• _Supplied text_
####

The acoustic signal processing circuit 220 detects snoring of the user from the sound input signal, and calculates the degree of annoyance according to the detected volume of snoring. The acoustic signal processing circuit 220 accumulates the degree of annoyance at every detection of user's snoring, and determines whether the accumulated degree of annoyance has reached a threshold. For example, the acoustic signal processing circuit 220 receives the input signal data from the sound collecting unit 210, and detects user's snoring from the input signal data. The acoustic signal processing circuit 220 calculates the degree of annoyance according to the detected volume of snoring, and accumulates the calculated degrees of annoyance. The acoustic signal processing circuit 220 determines that the user's snoring is annoying when the accumulated degree of annoyance reaches the threshold.
As illustrated in FIG. 15, the acoustic signal processing circuit 220 includes an input memory 221, a detecting unit 222, a calculating unit 223, an accumulation memory 224, an accumulating unit 225, and a determining unit 226. The explanation of the input memory 221, the detecting unit 222, the calculating unit 223, the accumulation memory 224, the accumulating unit 225, and the determining unit 226 illustrated in FIG. 15 is the same as the explanation of the input memory 110, the detecting unit 120, the calculating unit 130, the accumulation memory 140, the accumulating unit 150, and the determining unit 160 illustrated in FIG. 1.
The operation executing unit 230 executes a predetermined operation when the determining unit 226 determines that the accumulated degree of annoyance has reached the threshold. The operation executing unit 230 corresponds to, for example, a vibrating device or a speaker. For example, the operation executing unit 230 vibrates in a predetermined pattern or outputs sound with a predetermined volume when the user's snoring is determined as annoying.
As described above, the mobile terminal 200 according to the second embodiment can wake the user up by executing a predetermined operation to cause the user to stop snoring when the mobile terminal 200 determines that the accumulated degree of annoyance has reached the threshold.

####

• _Data supplied_
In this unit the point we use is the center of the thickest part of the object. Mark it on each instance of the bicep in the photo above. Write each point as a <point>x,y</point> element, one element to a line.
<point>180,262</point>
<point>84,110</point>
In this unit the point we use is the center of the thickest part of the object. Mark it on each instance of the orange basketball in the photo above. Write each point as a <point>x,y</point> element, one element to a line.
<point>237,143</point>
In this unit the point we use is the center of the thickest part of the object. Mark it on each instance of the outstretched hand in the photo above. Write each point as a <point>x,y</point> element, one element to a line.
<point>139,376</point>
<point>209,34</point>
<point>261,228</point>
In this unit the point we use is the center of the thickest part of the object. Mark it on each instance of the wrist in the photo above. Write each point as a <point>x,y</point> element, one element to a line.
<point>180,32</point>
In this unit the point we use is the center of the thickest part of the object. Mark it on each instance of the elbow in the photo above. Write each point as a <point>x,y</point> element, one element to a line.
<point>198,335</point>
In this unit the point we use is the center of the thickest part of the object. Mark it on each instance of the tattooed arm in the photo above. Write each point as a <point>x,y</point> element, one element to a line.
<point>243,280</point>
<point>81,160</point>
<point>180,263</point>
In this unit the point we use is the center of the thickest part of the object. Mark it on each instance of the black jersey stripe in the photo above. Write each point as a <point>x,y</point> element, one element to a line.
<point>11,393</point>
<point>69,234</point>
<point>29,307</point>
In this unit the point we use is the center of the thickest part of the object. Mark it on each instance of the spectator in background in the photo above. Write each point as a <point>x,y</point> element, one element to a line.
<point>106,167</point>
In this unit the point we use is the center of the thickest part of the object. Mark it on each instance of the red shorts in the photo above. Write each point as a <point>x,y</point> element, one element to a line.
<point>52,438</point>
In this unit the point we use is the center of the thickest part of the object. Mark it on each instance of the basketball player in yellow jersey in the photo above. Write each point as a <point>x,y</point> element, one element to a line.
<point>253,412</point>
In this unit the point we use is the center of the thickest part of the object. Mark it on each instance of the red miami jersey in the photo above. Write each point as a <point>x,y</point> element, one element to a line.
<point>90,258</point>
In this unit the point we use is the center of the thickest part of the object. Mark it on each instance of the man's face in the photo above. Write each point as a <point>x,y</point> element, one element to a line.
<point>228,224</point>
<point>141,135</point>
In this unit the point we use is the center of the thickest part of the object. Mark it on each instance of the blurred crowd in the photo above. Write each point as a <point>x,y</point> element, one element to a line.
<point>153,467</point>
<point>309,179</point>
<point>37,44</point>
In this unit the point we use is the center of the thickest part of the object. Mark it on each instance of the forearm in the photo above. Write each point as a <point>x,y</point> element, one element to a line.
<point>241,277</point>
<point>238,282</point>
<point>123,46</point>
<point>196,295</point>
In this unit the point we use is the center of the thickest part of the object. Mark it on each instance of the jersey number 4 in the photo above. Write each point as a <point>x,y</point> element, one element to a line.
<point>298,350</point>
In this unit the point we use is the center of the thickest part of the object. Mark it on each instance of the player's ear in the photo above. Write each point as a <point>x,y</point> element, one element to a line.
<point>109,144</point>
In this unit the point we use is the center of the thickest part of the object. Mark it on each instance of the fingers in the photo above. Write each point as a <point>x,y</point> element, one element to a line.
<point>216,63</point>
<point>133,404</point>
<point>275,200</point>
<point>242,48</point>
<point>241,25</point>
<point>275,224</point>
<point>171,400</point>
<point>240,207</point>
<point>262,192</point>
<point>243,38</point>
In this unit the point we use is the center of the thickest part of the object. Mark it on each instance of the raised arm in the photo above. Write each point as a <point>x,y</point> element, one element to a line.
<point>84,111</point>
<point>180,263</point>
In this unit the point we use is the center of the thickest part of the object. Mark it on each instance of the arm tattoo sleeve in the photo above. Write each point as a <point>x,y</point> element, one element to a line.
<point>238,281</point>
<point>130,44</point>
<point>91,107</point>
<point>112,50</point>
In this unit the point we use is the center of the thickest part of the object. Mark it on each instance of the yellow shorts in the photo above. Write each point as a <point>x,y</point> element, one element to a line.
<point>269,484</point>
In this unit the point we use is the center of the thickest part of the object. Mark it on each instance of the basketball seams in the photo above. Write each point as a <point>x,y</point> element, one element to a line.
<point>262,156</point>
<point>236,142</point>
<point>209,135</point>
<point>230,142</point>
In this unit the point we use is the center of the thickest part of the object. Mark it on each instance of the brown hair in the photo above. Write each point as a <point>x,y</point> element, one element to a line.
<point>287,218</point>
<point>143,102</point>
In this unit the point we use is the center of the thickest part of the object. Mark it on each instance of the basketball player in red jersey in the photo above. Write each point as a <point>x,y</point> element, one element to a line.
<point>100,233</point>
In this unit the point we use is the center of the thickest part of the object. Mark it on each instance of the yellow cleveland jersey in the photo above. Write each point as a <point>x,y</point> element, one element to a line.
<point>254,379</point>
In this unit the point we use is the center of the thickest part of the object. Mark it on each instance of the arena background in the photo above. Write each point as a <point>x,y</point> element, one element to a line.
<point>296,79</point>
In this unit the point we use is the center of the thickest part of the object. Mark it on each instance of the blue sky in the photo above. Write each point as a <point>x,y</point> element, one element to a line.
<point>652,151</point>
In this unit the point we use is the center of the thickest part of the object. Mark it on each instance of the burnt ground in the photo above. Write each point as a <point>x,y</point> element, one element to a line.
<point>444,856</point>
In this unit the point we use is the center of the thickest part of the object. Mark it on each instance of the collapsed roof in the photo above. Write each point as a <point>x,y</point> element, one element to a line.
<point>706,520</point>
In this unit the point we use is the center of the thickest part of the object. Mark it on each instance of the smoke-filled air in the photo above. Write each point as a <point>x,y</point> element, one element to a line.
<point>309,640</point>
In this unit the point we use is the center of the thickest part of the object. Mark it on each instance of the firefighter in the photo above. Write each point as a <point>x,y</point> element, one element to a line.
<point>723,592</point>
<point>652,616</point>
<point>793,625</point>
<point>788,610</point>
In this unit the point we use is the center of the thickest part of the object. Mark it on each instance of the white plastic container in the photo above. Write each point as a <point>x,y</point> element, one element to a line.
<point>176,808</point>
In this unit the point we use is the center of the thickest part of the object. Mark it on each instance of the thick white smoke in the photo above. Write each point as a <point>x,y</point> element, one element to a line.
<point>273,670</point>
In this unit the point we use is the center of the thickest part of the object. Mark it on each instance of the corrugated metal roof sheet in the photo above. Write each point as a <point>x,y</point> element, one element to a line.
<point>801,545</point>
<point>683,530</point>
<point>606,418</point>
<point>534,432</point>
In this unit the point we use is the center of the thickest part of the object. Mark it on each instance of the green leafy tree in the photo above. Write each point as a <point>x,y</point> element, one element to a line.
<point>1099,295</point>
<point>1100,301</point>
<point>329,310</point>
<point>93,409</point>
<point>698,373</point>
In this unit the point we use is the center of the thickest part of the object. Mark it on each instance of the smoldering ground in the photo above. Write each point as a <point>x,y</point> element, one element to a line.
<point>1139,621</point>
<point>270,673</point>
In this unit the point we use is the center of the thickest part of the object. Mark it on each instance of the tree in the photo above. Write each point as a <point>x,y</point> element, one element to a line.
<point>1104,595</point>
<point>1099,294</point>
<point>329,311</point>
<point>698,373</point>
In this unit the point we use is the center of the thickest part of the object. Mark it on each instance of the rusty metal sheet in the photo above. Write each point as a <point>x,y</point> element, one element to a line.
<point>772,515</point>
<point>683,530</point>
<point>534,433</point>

####

• _Tasks to perform_
A – Name every component that the snoring-detection passage says the acoustic signal processing circuit 220 includes in FIG. 15, with its reference number.
B – Extend the snoring-detection passage by writing what comes after its last sentence.
The records were taken from a different source than the text.

• _The results_
A –
- Input memory 221
- Detecting unit 222
- Calculating unit 223
- Accumulation memory 224
- Accumulating unit 225
- Determining unit 226

B –
Third Embodiment

An acoustic signal processing apparatus according to a third embodiment will be explained. The acoustic signal processing apparatus according to the third embodiment includes, similarly to the acoustic signal processing apparatus 100 illustrated in FIG. 1, the input memory 110, the detecting unit 120, the calculating unit 130, the accumulation memory 140, the accumulating unit 150, and the determining unit 160. Of these units, the explanations of the input memory 110, the detecting unit 120, the accumulation memory 140, the accumulating unit 150, and the determining unit 160 are the same as the explanation of the input memory 110, the detecting unit 120, the accumulation memory 140, the accumulating unit 150, and the determining unit 160 illustrated in FIG. 1.
The calculating unit 130 has the same functions as those of the calculating unit 130 illustrated in FIG. 1. As the method for calculating the degree of annoyance, while the method using the above Equation (1) has been explained, the method is not limited to this example. For example, the calculating unit 130 may calculate the degree of annoyance caused by snoring by using Equation (4) below.
Annoy(n)=fpow(n)×COEFF (4)
In Equation (4), n represents the number of times of snoring. Annoy(n) represents the degree of annoyance with the n-th snoring. fpow(n) represents the volume of n-th snoring. COEFF represents an arbitrary constant.
The method for calculating the degree of annoyance using Equation (4) by the calculating unit 130 will be explained below. FIG. 16 is a diagram for explaining the method for calculating the degree of annoyance. In FIG. 16, the vertical axis represents the degree of annoyance and the horizontal axis represents a volume (dBA). As illustrated in FIG. 16, for example, the calculating unit 130 calculates, as the degree of annoyance Annoy(n), a value proportional to the volume fpow(n). Then, the calculating unit 130 outputs the calculated degree of annoyance to the accumulating unit 150 every time the calculating unit 130 calculates the degree of annoyance with the n-th snoring.
As described above, the acoustic signal processing apparatus 100 according to the third embodiment calculates a value proportional to the volume of snoring as the degree of annoyance with the snoring. Therefore, the acoustic signal processing apparatus 100 can accurately determine annoying snoring with low processing load.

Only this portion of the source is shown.